TASK INSTRUCTIONS
Exactly as written, repeat all of the records below.

DATASET CONTENT
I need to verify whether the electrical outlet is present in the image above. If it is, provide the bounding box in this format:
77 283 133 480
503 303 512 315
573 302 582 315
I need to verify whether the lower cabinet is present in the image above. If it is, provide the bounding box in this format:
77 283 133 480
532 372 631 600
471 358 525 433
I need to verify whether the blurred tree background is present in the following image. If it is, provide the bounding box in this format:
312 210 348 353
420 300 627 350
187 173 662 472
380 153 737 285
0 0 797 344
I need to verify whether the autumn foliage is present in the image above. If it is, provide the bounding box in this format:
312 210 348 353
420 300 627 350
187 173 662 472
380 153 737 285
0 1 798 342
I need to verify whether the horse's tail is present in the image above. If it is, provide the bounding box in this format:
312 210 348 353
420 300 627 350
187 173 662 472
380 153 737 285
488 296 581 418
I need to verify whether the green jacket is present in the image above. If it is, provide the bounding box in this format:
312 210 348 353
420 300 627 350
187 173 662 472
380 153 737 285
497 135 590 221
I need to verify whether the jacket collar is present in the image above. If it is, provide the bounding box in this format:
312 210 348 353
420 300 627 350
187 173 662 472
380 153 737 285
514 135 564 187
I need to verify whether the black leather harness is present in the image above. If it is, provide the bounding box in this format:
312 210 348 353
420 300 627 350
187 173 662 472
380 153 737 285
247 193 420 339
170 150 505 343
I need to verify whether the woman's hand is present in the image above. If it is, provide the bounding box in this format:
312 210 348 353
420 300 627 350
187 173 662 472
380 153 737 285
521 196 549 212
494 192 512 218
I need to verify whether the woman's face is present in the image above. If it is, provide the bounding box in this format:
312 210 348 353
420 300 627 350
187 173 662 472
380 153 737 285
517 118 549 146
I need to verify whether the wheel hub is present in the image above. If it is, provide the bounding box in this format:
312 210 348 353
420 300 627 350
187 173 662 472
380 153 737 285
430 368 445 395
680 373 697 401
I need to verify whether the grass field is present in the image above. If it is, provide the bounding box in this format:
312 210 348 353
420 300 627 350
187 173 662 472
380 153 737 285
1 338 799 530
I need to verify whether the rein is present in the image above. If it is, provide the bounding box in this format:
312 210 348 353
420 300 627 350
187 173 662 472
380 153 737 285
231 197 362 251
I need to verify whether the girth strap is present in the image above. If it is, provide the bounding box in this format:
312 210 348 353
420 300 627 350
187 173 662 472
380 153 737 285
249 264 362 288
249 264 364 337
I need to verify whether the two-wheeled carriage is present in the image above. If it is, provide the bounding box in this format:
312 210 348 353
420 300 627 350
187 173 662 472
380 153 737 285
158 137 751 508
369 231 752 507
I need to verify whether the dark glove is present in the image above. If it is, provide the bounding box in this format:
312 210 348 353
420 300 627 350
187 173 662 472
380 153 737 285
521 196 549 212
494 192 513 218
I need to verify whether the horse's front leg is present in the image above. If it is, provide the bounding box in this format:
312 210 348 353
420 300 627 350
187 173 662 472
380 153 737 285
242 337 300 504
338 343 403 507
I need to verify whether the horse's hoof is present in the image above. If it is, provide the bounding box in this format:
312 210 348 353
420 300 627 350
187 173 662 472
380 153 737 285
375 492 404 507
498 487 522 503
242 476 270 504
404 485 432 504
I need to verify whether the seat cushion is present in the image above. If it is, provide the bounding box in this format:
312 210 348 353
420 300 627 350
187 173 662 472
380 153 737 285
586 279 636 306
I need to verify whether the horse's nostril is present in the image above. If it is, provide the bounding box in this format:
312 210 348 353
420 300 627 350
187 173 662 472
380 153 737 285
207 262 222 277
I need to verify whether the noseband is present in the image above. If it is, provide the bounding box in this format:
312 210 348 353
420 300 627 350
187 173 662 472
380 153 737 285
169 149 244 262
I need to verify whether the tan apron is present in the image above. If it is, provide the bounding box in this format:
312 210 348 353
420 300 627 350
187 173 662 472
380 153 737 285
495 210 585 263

RESULT OF THE TASK
I need to verify whether the electrical outlet is present in the image above. If it is, provide the bounding box in this format:
77 283 133 480
503 303 512 315
573 302 582 315
I need to verify whether the lower cabinet is present in the image above. If it is, provide the bounding box in this format:
77 283 133 480
532 372 631 600
471 358 525 433
I need to verify whether the blurred tree background is present in the following image. If it is, provide the bounding box in this format:
312 210 348 353
420 300 627 350
187 173 662 472
380 153 737 285
0 0 797 344
I need to verify whether the autumn foliage is present in the image above. If it is, provide the bounding box in this format:
312 210 348 353
420 300 627 350
187 173 662 472
380 153 737 285
0 1 798 342
I need to verify whether the horse's tail is present in the image above. If it is, provide the bounding box in this format:
312 210 348 353
420 300 627 350
187 173 662 472
380 153 737 285
488 296 581 418
I need to verify whether the green jacket is present in the image above. If it is, provide the bounding box in this format:
312 210 348 353
420 300 627 350
187 173 662 472
380 153 737 285
497 135 590 221
I need to verify whether the jacket collar is present in the image above. If it is, provide the bounding box in this format:
312 210 348 353
420 300 627 350
187 173 662 472
380 153 737 285
514 135 564 187
I need to verify whether the black leather harness is present in the image above. If it is, provide the bounding box in this format:
312 210 348 353
420 300 627 350
187 173 662 472
380 153 737 285
247 193 420 339
170 150 505 343
I need to verify whether the woman's hand is present in the image above. If it is, provide the bounding box in this format:
312 210 348 353
420 300 627 350
187 173 662 472
380 153 737 285
521 196 549 212
494 192 512 218
I need to verify whether the woman's face is present in the image above. If it is, provide the bounding box in this format:
312 210 348 353
420 300 627 350
187 173 662 472
380 153 737 285
517 118 549 146
I need to verify whether the wheel hub is present in the image above. If it is, provide the bounding box in this format:
312 210 348 353
420 300 627 350
187 173 662 472
380 153 737 285
430 368 445 395
680 373 697 401
I need to verify whether the grass field is present in the image above. If it is, provide the bounding box in this format:
312 210 348 353
420 300 627 350
187 173 662 472
380 153 737 285
1 338 799 530
I need to verify whether the rein is present in the image above. If it is, provide the bounding box in this format:
312 210 348 353
420 300 627 350
187 173 662 472
380 153 737 285
231 197 362 251
I need to verify whether the girth strap is present in the image above. If it is, provide the bounding box in this format:
312 210 348 353
420 300 627 350
187 173 662 472
380 153 737 285
249 264 362 288
249 264 364 337
I need to verify whether the two-wheeled carriage is present in the image above. If it is, provide the bounding box in this format:
312 210 348 353
420 300 627 350
187 173 662 472
380 153 737 285
158 137 751 508
369 231 752 507
I need to verify whether the dark glove is present in the image above. If it is, provide the bounding box in this format:
312 210 348 353
420 300 627 350
187 173 662 472
380 153 737 285
521 196 549 212
494 192 513 218
I need to verify whether the horse's front leg is present in the image above. If it is, provide the bounding box in this format:
312 210 348 353
420 300 627 350
187 173 662 472
380 153 737 285
242 337 300 504
338 343 403 507
I need to verify whether the horse's hoof is present in the image above. If it is, provide the bounding box in this format:
312 210 348 353
420 300 627 350
187 173 662 472
380 153 737 285
375 492 404 507
498 487 522 503
242 476 270 504
404 485 432 504
I need to verify whether the seat cushion is present in the image above. If it is, provide the bounding box in this format:
312 210 348 353
420 300 627 350
187 173 662 472
380 153 737 285
586 279 636 306
I need to verify whether the horse's nostril is present in the image above. If it is, provide the bounding box in this format:
312 210 348 353
420 300 627 350
187 173 662 472
380 153 737 285
207 262 222 277
I need to verify whether the noseband is present in the image above. If it is, provide the bounding box in this format:
312 210 348 353
420 300 627 350
187 173 662 472
380 153 737 285
169 149 244 262
I need to verify whether the tan apron is present in the image above. If it is, provide the bounding box in this format:
312 210 348 353
420 300 627 350
187 173 662 472
380 153 737 285
495 210 585 263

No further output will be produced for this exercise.